--- What this task involves ---
A complete, word-for-word restatement of the entries is needed.

--- Information provided ---
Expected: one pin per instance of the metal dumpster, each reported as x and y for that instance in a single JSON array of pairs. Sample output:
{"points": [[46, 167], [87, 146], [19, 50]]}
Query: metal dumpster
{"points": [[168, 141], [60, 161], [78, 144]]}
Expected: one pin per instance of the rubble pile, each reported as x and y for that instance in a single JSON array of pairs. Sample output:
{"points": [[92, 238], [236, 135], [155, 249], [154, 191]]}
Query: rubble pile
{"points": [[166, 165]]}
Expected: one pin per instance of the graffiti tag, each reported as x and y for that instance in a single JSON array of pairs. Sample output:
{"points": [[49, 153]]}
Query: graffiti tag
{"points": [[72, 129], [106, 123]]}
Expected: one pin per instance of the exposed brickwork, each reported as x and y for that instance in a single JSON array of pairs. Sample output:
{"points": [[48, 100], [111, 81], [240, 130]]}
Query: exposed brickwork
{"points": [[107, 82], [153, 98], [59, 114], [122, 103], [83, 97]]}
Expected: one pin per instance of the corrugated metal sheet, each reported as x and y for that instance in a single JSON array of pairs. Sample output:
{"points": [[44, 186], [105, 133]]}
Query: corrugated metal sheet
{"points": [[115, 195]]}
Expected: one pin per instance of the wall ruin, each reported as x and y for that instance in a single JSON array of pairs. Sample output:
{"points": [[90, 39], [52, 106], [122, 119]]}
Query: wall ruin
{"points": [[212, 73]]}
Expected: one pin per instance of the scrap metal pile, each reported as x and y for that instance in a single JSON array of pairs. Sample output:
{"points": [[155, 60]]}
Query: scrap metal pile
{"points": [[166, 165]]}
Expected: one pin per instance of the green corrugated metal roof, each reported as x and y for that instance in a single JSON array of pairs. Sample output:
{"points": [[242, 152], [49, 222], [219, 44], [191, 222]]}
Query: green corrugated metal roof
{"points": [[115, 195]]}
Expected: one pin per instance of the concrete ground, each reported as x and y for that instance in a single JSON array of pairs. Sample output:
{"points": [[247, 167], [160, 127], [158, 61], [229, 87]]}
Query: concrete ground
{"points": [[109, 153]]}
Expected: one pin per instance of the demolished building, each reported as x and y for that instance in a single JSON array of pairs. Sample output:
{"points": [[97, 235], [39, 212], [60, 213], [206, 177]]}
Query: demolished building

--- Result for this task ---
Expected: one pin per instance of the metal dumpster, each reported as x and y for that instance in a single JSON array of pairs. Sample output:
{"points": [[46, 167], [87, 146], [19, 50]]}
Query: metal dumpster
{"points": [[168, 141], [60, 161], [78, 144]]}
Expected: one pin per instance of the rubble pile, each reported as x and y for that instance in a single JSON array of pairs. Sample output:
{"points": [[92, 238], [236, 135], [155, 249], [154, 191]]}
Query: rubble pile
{"points": [[166, 165]]}
Expected: one pin per instance of the graffiti tag, each reported as x and y for that instance in a single JSON array of pairs. Sample output:
{"points": [[49, 153]]}
Query: graffiti tag
{"points": [[72, 129], [106, 123]]}
Expected: one pin per instance of the exposed brickwork, each reported as x and y for that instance in a single JSON array of pairs. Sample output:
{"points": [[48, 100], [111, 81], [240, 130]]}
Query: exposed brickwork
{"points": [[107, 82], [153, 98], [59, 114], [122, 103], [83, 97]]}
Expected: one pin per instance of the corrugated metal sheet, each reported as x and y for that instance in a single JSON array of pairs. Sample output:
{"points": [[44, 186], [105, 133]]}
Query: corrugated metal sheet
{"points": [[115, 195]]}
Expected: one pin per instance of the wall ruin, each reported as x and y for that instance in a single JSON array of pairs. Sample output:
{"points": [[90, 39], [52, 106], [122, 119]]}
Query: wall ruin
{"points": [[212, 73]]}
Expected: one pin per instance of the scrap metal pile, each reported as x and y for that instance in a single JSON array of pairs. Sample output:
{"points": [[155, 60]]}
Query: scrap metal pile
{"points": [[166, 165]]}
Expected: one pin per instance of the green corrugated metal roof, each reported as x and y for that instance in a single JSON array of pairs. Sample output:
{"points": [[242, 152], [49, 222], [219, 44], [191, 222]]}
Query: green corrugated metal roof
{"points": [[115, 195]]}
Expected: one pin per instance of the concrete ground, each reported as x and y for that instance in a single JSON array of pairs. Sample output:
{"points": [[247, 167], [160, 127], [158, 61], [229, 87]]}
Query: concrete ground
{"points": [[109, 153]]}
Expected: one pin per instance of the demolished building, each reported as x and y for that instance in a single JSON array of pairs. Sample output:
{"points": [[97, 235], [39, 212], [60, 213], [206, 177]]}
Query: demolished building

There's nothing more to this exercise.